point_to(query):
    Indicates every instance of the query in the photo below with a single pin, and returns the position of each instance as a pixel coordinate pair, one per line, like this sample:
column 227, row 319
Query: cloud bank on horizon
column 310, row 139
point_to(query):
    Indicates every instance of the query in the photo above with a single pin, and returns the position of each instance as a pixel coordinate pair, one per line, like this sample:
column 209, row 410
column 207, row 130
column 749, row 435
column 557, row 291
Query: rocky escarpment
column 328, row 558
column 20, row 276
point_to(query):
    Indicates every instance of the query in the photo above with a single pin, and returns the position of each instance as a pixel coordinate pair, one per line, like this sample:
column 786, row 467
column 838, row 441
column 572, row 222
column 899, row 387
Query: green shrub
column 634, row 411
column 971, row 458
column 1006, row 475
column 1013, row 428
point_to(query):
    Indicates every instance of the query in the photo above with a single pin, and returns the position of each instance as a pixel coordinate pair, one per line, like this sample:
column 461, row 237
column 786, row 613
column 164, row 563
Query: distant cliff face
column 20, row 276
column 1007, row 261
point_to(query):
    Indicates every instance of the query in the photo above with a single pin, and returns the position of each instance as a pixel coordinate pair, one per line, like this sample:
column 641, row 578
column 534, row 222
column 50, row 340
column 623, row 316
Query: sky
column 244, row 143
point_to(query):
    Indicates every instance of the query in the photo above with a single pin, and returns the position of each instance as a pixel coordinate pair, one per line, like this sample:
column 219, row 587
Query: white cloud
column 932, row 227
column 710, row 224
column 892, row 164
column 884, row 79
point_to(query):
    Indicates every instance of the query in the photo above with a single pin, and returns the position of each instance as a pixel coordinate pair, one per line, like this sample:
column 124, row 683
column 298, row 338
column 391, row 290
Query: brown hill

#### Aim of the exercise
Tally the lines in the rows above that contain the string "cloud". Reply with that number alone.

#### Full solution
2